- _GIVEN RECORDS_:
======

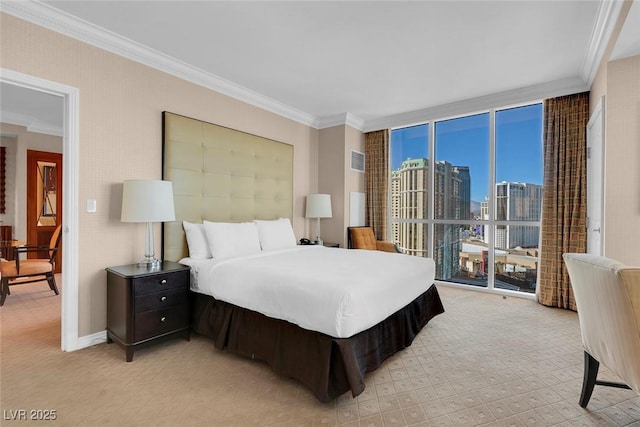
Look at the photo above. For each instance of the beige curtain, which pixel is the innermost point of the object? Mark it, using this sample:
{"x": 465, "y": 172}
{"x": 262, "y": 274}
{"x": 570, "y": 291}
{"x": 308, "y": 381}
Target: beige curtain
{"x": 564, "y": 205}
{"x": 376, "y": 150}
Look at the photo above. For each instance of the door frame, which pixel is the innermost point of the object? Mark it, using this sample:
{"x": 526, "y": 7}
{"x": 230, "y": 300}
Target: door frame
{"x": 596, "y": 153}
{"x": 70, "y": 183}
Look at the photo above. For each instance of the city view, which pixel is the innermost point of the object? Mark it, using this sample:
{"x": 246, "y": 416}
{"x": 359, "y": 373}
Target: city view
{"x": 475, "y": 219}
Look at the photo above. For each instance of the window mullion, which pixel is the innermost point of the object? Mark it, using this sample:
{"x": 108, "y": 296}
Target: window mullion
{"x": 432, "y": 174}
{"x": 492, "y": 201}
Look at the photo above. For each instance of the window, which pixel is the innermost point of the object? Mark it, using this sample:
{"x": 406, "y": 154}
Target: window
{"x": 467, "y": 192}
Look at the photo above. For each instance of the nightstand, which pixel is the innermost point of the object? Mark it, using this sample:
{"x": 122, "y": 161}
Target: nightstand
{"x": 145, "y": 306}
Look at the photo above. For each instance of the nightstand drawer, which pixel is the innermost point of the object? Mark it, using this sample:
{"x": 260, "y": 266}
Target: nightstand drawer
{"x": 160, "y": 282}
{"x": 157, "y": 322}
{"x": 160, "y": 300}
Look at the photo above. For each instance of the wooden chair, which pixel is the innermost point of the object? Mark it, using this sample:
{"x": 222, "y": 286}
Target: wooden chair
{"x": 608, "y": 299}
{"x": 18, "y": 272}
{"x": 364, "y": 238}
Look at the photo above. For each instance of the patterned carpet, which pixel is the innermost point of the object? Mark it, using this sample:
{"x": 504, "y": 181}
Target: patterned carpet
{"x": 487, "y": 360}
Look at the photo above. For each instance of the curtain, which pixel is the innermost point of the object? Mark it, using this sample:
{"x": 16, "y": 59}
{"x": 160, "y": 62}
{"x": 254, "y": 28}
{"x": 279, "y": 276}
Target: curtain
{"x": 376, "y": 181}
{"x": 564, "y": 204}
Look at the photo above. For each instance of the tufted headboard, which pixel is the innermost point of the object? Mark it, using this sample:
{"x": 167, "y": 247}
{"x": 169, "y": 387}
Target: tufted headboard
{"x": 221, "y": 174}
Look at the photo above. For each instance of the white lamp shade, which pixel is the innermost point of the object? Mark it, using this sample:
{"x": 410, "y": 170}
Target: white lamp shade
{"x": 145, "y": 200}
{"x": 318, "y": 206}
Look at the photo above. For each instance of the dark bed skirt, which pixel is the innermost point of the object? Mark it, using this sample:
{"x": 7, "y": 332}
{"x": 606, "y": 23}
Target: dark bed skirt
{"x": 327, "y": 366}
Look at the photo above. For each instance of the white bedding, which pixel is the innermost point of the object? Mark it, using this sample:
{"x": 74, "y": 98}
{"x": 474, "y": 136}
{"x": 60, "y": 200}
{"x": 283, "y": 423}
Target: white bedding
{"x": 338, "y": 292}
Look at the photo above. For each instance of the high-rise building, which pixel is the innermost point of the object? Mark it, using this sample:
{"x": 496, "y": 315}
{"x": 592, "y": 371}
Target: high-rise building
{"x": 516, "y": 201}
{"x": 452, "y": 200}
{"x": 465, "y": 191}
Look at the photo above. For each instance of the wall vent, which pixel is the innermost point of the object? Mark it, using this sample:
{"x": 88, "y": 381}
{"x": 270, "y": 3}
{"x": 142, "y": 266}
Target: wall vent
{"x": 357, "y": 161}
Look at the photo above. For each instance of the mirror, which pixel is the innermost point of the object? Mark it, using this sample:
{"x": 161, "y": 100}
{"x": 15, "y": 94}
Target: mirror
{"x": 47, "y": 187}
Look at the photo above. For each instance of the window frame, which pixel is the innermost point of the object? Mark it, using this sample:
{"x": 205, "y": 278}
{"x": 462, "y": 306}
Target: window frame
{"x": 491, "y": 223}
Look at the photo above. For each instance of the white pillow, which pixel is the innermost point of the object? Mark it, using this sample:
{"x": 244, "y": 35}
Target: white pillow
{"x": 276, "y": 234}
{"x": 196, "y": 240}
{"x": 232, "y": 239}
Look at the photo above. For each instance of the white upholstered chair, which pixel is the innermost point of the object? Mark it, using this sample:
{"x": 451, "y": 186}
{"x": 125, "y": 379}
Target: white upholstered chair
{"x": 608, "y": 299}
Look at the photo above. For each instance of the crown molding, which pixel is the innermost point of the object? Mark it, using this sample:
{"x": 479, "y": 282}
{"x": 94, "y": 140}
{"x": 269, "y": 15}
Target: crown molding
{"x": 479, "y": 104}
{"x": 55, "y": 20}
{"x": 606, "y": 20}
{"x": 341, "y": 119}
{"x": 31, "y": 124}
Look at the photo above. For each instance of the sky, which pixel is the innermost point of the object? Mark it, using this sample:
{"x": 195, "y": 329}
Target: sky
{"x": 465, "y": 142}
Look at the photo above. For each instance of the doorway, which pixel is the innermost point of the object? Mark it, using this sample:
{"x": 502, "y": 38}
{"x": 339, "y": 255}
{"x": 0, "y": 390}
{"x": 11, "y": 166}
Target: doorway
{"x": 70, "y": 339}
{"x": 44, "y": 200}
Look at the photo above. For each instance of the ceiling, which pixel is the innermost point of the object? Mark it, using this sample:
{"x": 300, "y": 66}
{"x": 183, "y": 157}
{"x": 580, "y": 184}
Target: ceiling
{"x": 364, "y": 62}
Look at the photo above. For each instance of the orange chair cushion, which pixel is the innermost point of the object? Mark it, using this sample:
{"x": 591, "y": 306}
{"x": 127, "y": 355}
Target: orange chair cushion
{"x": 28, "y": 267}
{"x": 363, "y": 238}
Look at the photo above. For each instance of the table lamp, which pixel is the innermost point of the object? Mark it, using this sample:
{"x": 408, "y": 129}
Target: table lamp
{"x": 149, "y": 201}
{"x": 318, "y": 206}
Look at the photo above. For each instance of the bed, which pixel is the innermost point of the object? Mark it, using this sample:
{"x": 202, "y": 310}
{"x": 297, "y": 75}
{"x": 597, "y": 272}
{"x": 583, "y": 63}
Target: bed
{"x": 218, "y": 187}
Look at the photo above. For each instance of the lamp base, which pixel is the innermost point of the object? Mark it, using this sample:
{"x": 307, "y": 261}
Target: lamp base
{"x": 150, "y": 262}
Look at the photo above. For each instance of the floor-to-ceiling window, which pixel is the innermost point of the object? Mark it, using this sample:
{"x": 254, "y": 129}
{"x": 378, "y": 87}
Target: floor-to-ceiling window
{"x": 467, "y": 191}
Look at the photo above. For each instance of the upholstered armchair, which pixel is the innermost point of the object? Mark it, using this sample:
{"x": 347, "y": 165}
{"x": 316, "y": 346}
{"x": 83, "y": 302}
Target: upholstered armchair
{"x": 30, "y": 270}
{"x": 608, "y": 299}
{"x": 364, "y": 238}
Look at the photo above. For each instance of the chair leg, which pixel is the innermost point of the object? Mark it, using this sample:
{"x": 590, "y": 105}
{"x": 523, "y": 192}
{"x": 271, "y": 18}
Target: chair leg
{"x": 591, "y": 367}
{"x": 4, "y": 284}
{"x": 51, "y": 278}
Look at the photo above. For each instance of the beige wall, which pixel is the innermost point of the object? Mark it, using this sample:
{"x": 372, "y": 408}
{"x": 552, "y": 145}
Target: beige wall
{"x": 619, "y": 83}
{"x": 622, "y": 160}
{"x": 17, "y": 145}
{"x": 120, "y": 137}
{"x": 336, "y": 177}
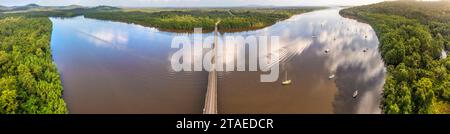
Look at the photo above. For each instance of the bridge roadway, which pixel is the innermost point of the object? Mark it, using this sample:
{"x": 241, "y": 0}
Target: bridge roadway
{"x": 211, "y": 93}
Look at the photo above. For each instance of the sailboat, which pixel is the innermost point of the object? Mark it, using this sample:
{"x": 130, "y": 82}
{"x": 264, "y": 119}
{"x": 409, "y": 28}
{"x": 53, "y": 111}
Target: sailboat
{"x": 286, "y": 81}
{"x": 355, "y": 94}
{"x": 314, "y": 33}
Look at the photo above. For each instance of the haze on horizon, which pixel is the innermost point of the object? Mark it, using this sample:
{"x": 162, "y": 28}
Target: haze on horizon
{"x": 188, "y": 3}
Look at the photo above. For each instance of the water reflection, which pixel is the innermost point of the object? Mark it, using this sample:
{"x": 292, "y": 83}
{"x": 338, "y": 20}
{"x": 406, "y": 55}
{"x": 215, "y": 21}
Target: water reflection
{"x": 304, "y": 58}
{"x": 111, "y": 67}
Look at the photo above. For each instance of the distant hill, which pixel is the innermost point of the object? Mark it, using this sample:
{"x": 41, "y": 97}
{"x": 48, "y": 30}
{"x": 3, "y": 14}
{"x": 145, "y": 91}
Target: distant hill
{"x": 105, "y": 8}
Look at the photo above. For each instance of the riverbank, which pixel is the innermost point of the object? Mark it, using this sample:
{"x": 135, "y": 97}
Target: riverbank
{"x": 412, "y": 37}
{"x": 29, "y": 80}
{"x": 234, "y": 19}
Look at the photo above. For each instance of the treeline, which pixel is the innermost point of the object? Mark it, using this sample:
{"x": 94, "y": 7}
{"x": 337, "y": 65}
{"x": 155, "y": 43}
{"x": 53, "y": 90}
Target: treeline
{"x": 174, "y": 19}
{"x": 29, "y": 80}
{"x": 187, "y": 20}
{"x": 412, "y": 37}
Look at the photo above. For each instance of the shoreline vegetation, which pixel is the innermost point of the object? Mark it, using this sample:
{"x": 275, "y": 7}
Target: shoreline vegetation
{"x": 29, "y": 80}
{"x": 413, "y": 35}
{"x": 234, "y": 19}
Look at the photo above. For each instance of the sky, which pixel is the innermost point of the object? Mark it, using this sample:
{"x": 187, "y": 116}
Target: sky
{"x": 187, "y": 3}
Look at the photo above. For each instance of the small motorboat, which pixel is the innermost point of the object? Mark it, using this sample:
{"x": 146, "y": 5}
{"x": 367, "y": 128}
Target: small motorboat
{"x": 355, "y": 94}
{"x": 331, "y": 76}
{"x": 286, "y": 81}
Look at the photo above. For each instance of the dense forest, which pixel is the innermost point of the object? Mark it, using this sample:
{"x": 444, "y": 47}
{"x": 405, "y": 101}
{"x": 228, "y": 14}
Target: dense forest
{"x": 171, "y": 19}
{"x": 187, "y": 20}
{"x": 412, "y": 37}
{"x": 29, "y": 80}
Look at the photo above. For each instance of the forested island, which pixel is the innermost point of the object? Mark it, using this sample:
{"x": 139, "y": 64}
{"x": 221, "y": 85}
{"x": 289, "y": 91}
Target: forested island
{"x": 186, "y": 20}
{"x": 413, "y": 35}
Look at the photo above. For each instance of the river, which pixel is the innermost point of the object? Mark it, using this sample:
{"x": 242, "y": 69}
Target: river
{"x": 112, "y": 67}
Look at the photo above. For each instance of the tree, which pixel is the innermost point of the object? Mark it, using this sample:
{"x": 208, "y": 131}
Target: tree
{"x": 424, "y": 96}
{"x": 8, "y": 102}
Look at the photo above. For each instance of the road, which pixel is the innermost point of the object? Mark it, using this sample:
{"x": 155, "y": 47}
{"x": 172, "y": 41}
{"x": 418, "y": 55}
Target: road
{"x": 211, "y": 93}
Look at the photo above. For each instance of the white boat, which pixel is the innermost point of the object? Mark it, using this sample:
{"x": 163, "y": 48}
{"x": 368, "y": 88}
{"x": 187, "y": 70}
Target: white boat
{"x": 331, "y": 76}
{"x": 286, "y": 81}
{"x": 355, "y": 94}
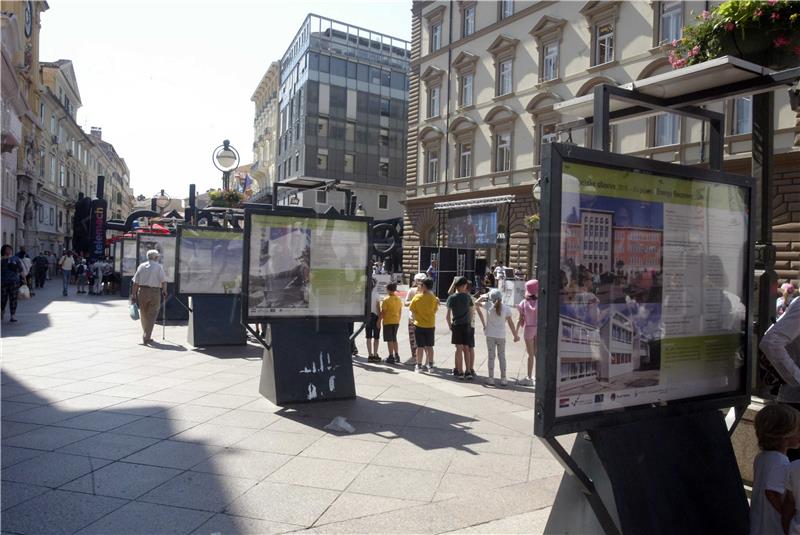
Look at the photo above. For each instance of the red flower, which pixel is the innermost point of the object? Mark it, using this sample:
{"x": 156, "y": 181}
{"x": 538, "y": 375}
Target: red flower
{"x": 780, "y": 41}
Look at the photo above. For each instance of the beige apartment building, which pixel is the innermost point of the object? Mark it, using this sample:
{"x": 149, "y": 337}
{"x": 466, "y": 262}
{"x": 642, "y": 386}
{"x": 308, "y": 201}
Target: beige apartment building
{"x": 484, "y": 79}
{"x": 265, "y": 126}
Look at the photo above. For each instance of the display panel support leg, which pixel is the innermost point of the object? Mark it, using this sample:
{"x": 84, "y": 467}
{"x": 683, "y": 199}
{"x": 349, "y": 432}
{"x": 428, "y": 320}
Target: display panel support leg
{"x": 307, "y": 360}
{"x": 216, "y": 320}
{"x": 660, "y": 476}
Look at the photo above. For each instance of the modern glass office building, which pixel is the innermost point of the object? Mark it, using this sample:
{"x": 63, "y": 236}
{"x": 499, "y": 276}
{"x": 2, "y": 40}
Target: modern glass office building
{"x": 343, "y": 115}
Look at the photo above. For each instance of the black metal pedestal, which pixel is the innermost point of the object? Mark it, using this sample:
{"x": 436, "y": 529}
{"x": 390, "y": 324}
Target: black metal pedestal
{"x": 660, "y": 476}
{"x": 307, "y": 360}
{"x": 216, "y": 320}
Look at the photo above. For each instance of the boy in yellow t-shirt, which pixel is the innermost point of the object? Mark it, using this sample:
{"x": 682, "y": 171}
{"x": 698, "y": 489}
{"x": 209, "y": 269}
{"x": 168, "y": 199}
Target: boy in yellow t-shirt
{"x": 391, "y": 306}
{"x": 424, "y": 307}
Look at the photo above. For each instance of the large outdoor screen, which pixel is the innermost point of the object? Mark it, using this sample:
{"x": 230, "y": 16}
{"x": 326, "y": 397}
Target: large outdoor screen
{"x": 652, "y": 273}
{"x": 165, "y": 245}
{"x": 299, "y": 266}
{"x": 128, "y": 247}
{"x": 209, "y": 261}
{"x": 472, "y": 227}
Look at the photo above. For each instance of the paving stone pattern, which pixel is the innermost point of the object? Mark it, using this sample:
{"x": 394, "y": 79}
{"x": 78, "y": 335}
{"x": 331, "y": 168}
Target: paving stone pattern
{"x": 101, "y": 435}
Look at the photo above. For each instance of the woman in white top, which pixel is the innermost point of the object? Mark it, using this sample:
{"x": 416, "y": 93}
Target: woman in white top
{"x": 497, "y": 316}
{"x": 412, "y": 291}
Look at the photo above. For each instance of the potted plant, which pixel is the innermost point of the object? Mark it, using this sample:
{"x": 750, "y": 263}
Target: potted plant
{"x": 764, "y": 33}
{"x": 225, "y": 198}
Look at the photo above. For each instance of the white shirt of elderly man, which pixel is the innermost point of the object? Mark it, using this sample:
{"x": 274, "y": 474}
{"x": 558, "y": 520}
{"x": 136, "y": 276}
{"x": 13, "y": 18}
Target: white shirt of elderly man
{"x": 149, "y": 285}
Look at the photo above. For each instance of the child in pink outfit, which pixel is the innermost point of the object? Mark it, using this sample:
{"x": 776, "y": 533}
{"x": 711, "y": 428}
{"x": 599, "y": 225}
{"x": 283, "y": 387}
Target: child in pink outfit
{"x": 528, "y": 311}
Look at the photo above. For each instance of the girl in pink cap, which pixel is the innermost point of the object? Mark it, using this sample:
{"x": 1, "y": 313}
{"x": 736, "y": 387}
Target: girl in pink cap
{"x": 528, "y": 310}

======

Return, word for word, every line from the line with "Look at the photo above. For each instance of the paving" to the final line of the data.

Look at the photo above. For each instance of the paving stone pattern, which pixel is the innermost point of the object? Mark it, using this sample:
{"x": 394, "y": 79}
{"x": 78, "y": 335}
{"x": 331, "y": 168}
Target: paving stone pattern
{"x": 101, "y": 435}
Look at the photo above. For each instance of the woman in white top, which pixel is the innermost point of the object? Mark it, using this sample:
{"x": 416, "y": 93}
Target: woman in white top
{"x": 497, "y": 316}
{"x": 412, "y": 291}
Look at the photo above. For each instance of the potted plant, which pixel is the innermost point of the object? Mark it, using this sample:
{"x": 750, "y": 263}
Target: potted plant
{"x": 764, "y": 33}
{"x": 225, "y": 198}
Look at the photo above. For each instance of the white shirt of elderly man, which pixel is the innermost point of the object? Mark it, using this sample:
{"x": 274, "y": 474}
{"x": 558, "y": 520}
{"x": 136, "y": 276}
{"x": 13, "y": 18}
Target: white shirt of elderly man
{"x": 149, "y": 285}
Look at the photo above. For each instance of the child in pink outfit, which pixel is the innermost point of the object? Mark it, using this sample:
{"x": 776, "y": 533}
{"x": 711, "y": 428}
{"x": 599, "y": 225}
{"x": 283, "y": 387}
Target: child in pink outfit
{"x": 528, "y": 311}
Look at the photo above. For each instance of the girl in pink cap, which pixel is the innermost point of the object? Mark it, using this sample:
{"x": 1, "y": 313}
{"x": 736, "y": 387}
Target: girl in pink cap
{"x": 528, "y": 310}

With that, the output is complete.